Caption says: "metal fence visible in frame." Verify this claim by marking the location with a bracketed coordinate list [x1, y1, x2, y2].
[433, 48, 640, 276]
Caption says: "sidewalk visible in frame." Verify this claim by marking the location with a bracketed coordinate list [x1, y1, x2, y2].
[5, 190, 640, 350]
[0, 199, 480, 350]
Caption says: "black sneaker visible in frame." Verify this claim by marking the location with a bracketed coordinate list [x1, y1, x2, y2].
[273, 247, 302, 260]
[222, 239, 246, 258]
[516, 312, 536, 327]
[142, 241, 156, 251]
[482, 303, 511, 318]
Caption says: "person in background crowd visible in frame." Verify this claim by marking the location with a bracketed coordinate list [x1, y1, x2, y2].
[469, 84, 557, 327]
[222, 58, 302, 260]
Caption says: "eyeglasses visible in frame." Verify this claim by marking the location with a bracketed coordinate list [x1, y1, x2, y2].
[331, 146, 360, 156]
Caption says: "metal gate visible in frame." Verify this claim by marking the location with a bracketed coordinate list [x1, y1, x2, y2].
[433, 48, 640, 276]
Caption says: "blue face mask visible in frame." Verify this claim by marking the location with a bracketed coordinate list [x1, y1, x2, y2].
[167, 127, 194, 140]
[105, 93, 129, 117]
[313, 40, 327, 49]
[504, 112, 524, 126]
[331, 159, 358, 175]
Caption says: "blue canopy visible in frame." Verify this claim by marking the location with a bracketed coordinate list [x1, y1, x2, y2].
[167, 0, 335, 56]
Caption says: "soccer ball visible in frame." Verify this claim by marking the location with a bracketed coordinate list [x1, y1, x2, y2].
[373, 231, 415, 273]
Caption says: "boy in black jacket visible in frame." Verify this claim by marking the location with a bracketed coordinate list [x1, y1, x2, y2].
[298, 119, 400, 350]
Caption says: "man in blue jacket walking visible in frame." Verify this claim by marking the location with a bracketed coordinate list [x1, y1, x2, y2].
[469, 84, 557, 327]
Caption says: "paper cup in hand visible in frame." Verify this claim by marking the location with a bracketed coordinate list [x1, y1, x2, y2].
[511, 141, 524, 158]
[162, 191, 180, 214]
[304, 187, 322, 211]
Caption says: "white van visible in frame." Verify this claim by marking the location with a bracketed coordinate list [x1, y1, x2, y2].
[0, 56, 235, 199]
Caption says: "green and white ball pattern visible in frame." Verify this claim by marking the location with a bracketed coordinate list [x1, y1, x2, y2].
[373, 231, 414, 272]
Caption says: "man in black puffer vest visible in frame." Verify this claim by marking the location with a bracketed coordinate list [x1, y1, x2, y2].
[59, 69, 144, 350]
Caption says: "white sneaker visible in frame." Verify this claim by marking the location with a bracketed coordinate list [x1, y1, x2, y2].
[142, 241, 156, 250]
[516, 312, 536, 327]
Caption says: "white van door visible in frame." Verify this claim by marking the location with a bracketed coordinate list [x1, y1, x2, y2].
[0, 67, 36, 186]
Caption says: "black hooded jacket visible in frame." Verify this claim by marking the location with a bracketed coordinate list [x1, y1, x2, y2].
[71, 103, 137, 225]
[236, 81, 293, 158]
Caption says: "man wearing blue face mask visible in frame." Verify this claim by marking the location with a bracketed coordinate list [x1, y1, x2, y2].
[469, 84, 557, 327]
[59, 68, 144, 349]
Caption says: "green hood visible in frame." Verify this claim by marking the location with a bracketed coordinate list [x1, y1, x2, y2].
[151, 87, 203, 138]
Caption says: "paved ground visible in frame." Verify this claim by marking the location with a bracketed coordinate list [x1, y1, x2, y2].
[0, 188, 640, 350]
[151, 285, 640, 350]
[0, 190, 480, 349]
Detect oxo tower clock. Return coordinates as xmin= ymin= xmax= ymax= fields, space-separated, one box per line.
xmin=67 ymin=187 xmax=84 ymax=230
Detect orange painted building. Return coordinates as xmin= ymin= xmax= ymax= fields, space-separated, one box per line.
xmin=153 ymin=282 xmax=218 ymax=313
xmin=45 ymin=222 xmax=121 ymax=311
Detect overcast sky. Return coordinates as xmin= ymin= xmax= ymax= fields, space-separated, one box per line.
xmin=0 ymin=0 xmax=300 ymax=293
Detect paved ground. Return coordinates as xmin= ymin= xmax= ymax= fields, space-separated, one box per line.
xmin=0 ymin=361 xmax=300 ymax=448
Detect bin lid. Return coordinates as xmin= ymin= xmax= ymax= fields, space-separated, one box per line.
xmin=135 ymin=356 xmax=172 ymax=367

..........

▶ [ZU ERLEDIGEN]:
Gib jede Zeile der Datensätze oben zurück, in der das Wort „jacket“ vorkommt.

▶ [LÖSUNG]:
Caption says: "boy in black jacket visible in frame." Verify this claim by marking the location with a bracketed coordinate list [x1, y1, x2, y2].
Caption says: "man in blue jacket walking visible in frame." Verify this claim by marking the location with a bracketed coordinate list [x1, y1, x2, y2].
Caption says: "black hooded jacket visible in frame." Verify this claim by marking the location with a bracketed coordinate list [x1, y1, x2, y2].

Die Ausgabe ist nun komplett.